## WRITTEN EXERCISE
Pick out every line in the entries below that contains the string "deck", matching case exactly, and copy each one.

Pointing entries:
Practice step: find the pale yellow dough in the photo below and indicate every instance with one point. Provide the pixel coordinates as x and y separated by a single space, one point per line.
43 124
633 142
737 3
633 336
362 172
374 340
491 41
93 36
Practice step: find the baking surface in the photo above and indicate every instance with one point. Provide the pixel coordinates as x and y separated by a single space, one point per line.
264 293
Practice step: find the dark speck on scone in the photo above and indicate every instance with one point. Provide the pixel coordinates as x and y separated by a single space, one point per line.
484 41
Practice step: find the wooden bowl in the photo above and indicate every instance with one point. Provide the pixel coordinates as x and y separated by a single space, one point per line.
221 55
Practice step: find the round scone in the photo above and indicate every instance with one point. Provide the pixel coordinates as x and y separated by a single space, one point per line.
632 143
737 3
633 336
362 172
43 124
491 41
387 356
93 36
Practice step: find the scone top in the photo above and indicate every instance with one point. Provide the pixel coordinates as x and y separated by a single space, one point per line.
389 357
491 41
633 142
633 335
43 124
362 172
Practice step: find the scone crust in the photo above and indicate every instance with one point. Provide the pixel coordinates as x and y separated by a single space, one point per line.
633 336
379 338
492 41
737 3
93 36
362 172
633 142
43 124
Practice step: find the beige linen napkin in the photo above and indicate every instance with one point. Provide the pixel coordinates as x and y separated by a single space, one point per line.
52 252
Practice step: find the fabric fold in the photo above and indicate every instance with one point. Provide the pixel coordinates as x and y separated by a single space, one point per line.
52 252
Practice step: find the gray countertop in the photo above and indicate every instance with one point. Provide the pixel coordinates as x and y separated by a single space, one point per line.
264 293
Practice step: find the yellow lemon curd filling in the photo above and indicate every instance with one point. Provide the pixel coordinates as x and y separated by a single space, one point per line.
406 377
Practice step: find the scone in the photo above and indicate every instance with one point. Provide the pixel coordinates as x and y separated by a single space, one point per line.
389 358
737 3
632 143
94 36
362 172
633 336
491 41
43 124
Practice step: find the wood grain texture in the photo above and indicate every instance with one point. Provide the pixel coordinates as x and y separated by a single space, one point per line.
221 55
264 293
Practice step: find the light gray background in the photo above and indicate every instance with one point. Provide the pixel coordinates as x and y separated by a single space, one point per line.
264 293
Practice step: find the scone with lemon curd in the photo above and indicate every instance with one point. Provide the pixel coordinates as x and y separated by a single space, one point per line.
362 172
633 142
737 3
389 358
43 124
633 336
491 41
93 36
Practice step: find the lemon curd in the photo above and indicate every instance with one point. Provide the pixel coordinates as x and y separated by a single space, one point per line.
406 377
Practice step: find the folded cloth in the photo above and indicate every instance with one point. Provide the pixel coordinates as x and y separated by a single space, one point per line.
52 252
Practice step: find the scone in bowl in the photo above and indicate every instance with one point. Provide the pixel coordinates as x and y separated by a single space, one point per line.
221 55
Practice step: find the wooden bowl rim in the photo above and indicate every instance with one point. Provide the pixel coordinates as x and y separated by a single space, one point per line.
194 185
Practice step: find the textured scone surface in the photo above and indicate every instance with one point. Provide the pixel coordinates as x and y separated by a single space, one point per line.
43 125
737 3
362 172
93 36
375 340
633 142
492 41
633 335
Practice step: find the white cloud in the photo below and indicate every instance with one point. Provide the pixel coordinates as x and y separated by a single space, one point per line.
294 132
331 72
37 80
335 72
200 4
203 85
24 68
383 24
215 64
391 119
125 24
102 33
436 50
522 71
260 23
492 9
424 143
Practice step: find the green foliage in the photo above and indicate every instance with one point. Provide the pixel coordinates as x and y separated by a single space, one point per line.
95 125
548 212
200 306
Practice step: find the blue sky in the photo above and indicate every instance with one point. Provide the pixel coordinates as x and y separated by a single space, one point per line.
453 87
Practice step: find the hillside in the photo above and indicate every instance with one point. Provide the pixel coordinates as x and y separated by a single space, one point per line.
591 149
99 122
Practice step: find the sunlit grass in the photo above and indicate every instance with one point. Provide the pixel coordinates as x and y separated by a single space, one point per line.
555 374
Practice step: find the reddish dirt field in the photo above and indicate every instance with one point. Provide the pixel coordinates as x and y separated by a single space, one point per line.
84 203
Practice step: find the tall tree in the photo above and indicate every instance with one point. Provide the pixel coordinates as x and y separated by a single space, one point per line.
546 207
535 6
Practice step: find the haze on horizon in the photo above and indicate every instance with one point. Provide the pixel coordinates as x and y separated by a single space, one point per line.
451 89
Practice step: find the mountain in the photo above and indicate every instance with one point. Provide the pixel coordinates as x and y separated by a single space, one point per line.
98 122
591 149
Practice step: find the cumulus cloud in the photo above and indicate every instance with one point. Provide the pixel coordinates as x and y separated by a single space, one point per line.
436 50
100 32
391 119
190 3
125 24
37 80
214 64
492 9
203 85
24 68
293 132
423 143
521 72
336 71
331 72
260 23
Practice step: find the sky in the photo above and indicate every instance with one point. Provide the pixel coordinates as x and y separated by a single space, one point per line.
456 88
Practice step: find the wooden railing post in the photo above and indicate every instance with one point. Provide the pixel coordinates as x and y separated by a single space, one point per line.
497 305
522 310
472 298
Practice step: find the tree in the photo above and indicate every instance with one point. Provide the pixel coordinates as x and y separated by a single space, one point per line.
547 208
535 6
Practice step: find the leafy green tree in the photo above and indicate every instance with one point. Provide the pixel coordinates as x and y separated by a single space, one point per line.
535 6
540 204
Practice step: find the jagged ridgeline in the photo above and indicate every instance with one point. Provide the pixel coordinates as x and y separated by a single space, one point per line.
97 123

--

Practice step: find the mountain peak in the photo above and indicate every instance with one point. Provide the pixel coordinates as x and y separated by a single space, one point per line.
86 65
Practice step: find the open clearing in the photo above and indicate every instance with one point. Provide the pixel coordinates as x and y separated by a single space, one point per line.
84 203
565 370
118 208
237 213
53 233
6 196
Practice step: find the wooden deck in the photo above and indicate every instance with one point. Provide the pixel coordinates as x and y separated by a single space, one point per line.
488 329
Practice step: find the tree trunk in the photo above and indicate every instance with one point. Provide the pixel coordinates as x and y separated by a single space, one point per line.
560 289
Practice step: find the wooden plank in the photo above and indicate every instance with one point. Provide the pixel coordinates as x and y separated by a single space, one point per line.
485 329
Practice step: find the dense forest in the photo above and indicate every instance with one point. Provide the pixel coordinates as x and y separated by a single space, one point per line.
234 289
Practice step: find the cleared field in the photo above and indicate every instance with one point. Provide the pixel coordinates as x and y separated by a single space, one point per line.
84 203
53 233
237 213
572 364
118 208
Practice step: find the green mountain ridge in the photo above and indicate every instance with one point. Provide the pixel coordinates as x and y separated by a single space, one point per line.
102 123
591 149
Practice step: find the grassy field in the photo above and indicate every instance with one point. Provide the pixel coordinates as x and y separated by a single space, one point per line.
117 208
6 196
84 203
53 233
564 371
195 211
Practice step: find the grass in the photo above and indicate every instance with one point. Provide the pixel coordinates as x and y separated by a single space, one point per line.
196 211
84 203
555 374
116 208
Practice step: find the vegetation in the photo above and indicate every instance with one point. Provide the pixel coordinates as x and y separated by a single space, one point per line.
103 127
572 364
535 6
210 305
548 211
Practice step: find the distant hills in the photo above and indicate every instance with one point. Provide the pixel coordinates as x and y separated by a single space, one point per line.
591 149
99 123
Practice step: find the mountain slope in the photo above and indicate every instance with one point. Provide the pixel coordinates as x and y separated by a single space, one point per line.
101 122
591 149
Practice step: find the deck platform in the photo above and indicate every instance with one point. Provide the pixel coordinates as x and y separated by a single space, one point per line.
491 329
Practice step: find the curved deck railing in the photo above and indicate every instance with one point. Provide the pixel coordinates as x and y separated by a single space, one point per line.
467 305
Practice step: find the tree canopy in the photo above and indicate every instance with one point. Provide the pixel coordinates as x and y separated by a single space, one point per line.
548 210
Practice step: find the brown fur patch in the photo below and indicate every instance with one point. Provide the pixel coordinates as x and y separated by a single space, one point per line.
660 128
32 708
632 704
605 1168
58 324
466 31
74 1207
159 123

## TASK RESULT
Practice step: find the wooden deck in the photo above and indicate every instance with one point. Provide the pixel coordinates as x and y separated by a single space, one point per line.
Practice step: find the deck platform in the photo above and indicate every instance with one point. Provide the pixel coordinates as x and y separated by a single space, one point per line.
Practice step: find the curved deck railing in the photo above and indicate every instance with one point. Provide the pixel coordinates as x and y separated by a single space, one point per line.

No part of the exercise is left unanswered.